--- START OF Page extract ---

# How to re-calibrate Aqueon heater?



## Doctor T (Apr 23, 2009)

Hey guys,

I got one second hand so I don't have the manual and couldn't find one online. It works fine, but I'd like to adjust it lower - it seems to run at 80 degrees at the lowest setting which reads 60-something. I think it's just a calibration issue. The knob appears to pull out.

Any help would be appreciated.


----------



## conix67 (Jul 27, 2008)

Doctor T said:


> Hey guys,
> 
> I got one second hand so I don't have the manual and couldn't find one online. It works fine, but I'd like to adjust it lower - it seems to run at 80 degrees at the lowest setting which reads 60-something. I think it's just a calibration issue. The knob appears to pull out.
> 
> Any help would be appreciated.


Hey Rob. If the knob comes off you'll just have to position it to the correct reading when you put it back in. That heater is supposed to be calibrated at the factory, however all heaters I used never really give you accurate reading.

--- END OF Page extract ---

*What the task asks*
Copy out the whole thread on re-calibrating an Aqueon heater, word for word. The lines that follow can be left aside.

--- START OF Dataset content ---

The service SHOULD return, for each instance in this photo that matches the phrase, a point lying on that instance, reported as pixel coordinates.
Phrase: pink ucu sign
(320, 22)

--- END OF Dataset content ---

*Correct output*
# How to re-calibrate Aqueon heater?



## Doctor T (Apr 23, 2009)

Hey guys,

I got one second hand so I don't have the manual and couldn't find one online. It works fine, but I'd like to adjust it lower - it seems to run at 80 degrees at the lowest setting which reads 60-something. I think it's just a calibration issue. The knob appears to pull out.

Any help would be appreciated.


----------



## conix67 (Jul 27, 2008)

Doctor T said:


> Hey guys,
> 
> I got one second hand so I don't have the manual and couldn't find one online. It works fine, but I'd like to adjust it lower - it seems to run at 80 degrees at the lowest setting which reads 60-something. I think it's just a calibration issue. The knob appears to pull out.
> 
> Any help would be appreciated.


Hey Rob. If the knob comes off you'll just have to position it to the correct reading when you put it back in. That heater is supposed to be calibrated at the factory, however all heaters I used never really give you accurate reading.